TASK DATA |
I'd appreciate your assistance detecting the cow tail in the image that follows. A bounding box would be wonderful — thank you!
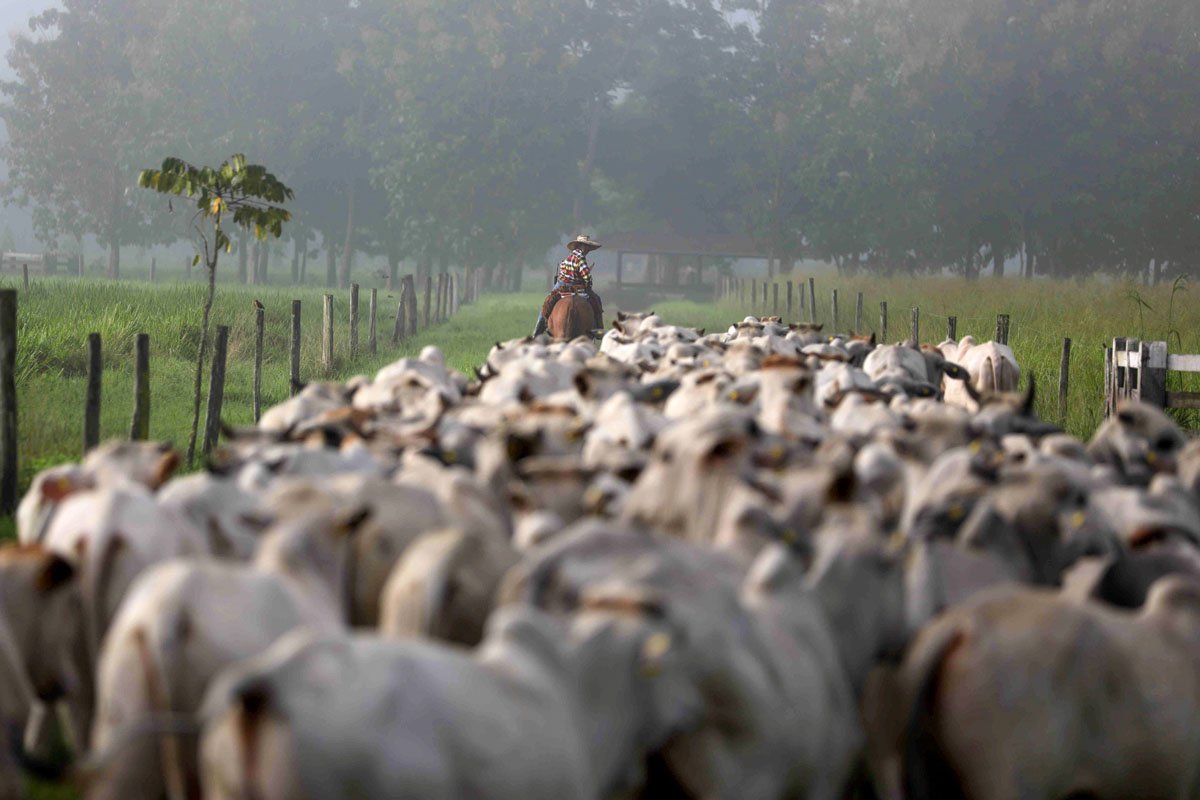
[84,536,124,672]
[901,624,968,800]
[234,680,273,800]
[131,627,191,800]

PROBLEM STATEMENT |
Copy out every entry above verbatim. Leave each picture out.

RESPONSE TO THE TASK |
I'd appreciate your assistance detecting the cow tail in the image that follows. A bounding box would be wonderful — thank you!
[84,536,124,672]
[901,624,968,800]
[234,680,273,800]
[131,627,191,800]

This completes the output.